> _Exercise brief_: Reproduce all of the material below word for word, keeping every line in its original order.

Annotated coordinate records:

________________________________________

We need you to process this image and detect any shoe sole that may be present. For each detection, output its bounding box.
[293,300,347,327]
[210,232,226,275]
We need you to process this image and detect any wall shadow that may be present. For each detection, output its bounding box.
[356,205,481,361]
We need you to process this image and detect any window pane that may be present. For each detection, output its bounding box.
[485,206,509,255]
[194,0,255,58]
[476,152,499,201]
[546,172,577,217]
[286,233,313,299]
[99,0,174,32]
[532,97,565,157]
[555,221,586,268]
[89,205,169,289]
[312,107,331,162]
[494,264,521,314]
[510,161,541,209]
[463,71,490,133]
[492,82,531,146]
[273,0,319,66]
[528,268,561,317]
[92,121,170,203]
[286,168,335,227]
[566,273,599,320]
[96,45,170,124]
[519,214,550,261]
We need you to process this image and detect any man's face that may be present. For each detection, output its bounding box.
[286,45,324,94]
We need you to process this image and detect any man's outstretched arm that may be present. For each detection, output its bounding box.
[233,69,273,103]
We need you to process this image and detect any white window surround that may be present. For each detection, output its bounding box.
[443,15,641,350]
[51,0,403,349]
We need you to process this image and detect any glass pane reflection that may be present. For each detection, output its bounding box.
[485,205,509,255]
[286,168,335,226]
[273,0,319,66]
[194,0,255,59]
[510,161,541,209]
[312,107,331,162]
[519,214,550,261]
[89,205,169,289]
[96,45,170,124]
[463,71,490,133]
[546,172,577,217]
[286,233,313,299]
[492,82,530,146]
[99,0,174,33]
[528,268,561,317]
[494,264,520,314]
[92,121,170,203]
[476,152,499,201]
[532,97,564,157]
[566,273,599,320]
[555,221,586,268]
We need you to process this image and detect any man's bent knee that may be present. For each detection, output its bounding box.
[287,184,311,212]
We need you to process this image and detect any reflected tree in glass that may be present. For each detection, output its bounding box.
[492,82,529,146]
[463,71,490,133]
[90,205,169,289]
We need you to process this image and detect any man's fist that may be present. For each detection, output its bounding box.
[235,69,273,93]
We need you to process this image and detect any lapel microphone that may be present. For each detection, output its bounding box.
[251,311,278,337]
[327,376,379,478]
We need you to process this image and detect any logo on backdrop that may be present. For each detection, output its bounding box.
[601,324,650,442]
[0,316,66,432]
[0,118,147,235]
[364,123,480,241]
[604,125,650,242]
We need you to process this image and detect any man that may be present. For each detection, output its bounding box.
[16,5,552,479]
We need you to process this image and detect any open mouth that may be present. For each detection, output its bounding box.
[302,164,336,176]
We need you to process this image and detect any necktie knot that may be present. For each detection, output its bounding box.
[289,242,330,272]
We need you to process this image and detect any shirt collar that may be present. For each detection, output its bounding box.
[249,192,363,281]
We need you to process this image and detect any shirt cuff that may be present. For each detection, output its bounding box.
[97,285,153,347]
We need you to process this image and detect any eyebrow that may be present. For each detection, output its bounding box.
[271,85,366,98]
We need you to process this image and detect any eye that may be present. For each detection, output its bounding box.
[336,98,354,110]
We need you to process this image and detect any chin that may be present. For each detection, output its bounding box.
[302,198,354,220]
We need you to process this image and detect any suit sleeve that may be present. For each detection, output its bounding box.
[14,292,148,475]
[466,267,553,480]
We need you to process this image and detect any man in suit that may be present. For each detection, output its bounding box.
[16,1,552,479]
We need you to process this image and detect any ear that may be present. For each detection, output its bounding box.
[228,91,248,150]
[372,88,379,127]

________________________________________

> _Task answer_:
We need you to process this image and detect any shoe sole that may be present. For each detection, output its bounding box.
[293,300,347,327]
[210,232,226,275]
We need you to process this image and detect any wall shadow that may be present. For each detection, output its bounding box.
[356,205,481,361]
We need you to process this image and detect any window pane that may be present. For each detection, output its bounding box.
[485,206,509,255]
[194,0,255,58]
[476,152,499,201]
[546,172,577,217]
[286,233,313,299]
[99,0,174,32]
[532,97,565,157]
[555,221,586,268]
[89,205,169,289]
[312,107,331,162]
[494,264,521,314]
[510,161,541,209]
[463,71,490,133]
[492,82,531,146]
[273,0,319,66]
[528,268,561,317]
[92,121,170,203]
[286,168,335,227]
[566,273,599,320]
[96,45,170,124]
[519,214,550,261]
We need you to process this image and detect any man's face that may be present. For each detection, output its bounding box.
[286,45,324,94]
We need you to process this image and detect any man's outstretched arm that may be present. For each detection, output its bounding box.
[233,69,273,103]
We need you to process this image and detect any white window surround that may be present. For each detection, output its bounding box.
[443,15,641,350]
[51,0,403,349]
We need you to process this image and detect any glass pane reflection that may be present. For each detection, output its bounding box.
[485,205,509,255]
[286,168,335,226]
[273,0,319,66]
[194,0,255,59]
[510,161,541,209]
[312,107,331,162]
[519,214,550,261]
[89,205,169,289]
[96,45,170,124]
[463,71,490,133]
[546,172,577,217]
[286,233,313,299]
[492,82,530,146]
[99,0,174,33]
[528,268,561,317]
[494,264,520,314]
[92,121,170,203]
[476,152,499,201]
[532,97,564,157]
[566,273,599,320]
[555,221,586,268]
We need you to process this image and detect any man's bent knee that may be present. For each detection, output its bounding box.
[287,184,311,212]
We need you to process this image and detect any reflected tree in glass that may be present. For each detection, output its bounding box.
[492,82,529,146]
[463,71,490,133]
[90,205,169,289]
We need you to process this image and detect any man's fist that may be present. For each detection, output its bounding box.
[235,69,273,93]
We need you to process this image and detect any lapel microphone that may be present. For each detection, output its bounding box.
[251,311,278,337]
[327,376,379,478]
We need you to process this image and detect any logo on backdrop that may be present. For each detection, output its bounding box.
[601,324,650,442]
[0,316,66,432]
[0,118,147,235]
[364,123,480,241]
[604,125,650,242]
We need you to process this image and detect any man that may be present. For each detection, output its bounding box.
[16,5,552,479]
We need you to process this image and detect any open mouth that may be present. For each detection, output its bounding box.
[302,164,336,176]
We need you to process this image and detect any necktie knot that may be present. For each detection, output its bounding box.
[289,242,330,272]
We need you to process this image and detect any shirt collar that may be present. For each detection, output its bounding box.
[249,192,363,281]
We need you to process this image and detect any shirt cuff that may be present. For each detection, output its bounding box.
[97,285,153,347]
We need you to process this image and detect any eyebrow that may be present. For each detection, output its bounding box.
[271,85,366,98]
We need you to process this image and detect any eye that may be present. For each detection, output its bounding box.
[336,98,354,110]
We need you to process this image and detect any chin that may be present. For each detection, output its bounding box.
[302,198,354,220]
We need you to process this image and detect any suit sleeve that may be present. For each detection, output its bounding box.
[14,292,148,475]
[466,267,553,480]
We need you to process this image and detect any man in suit that may be present. For each detection, output its bounding box.
[16,1,552,479]
We need you to process this image and detect any ear that may be present. For each detection, output its bounding box.
[228,91,248,150]
[372,88,379,127]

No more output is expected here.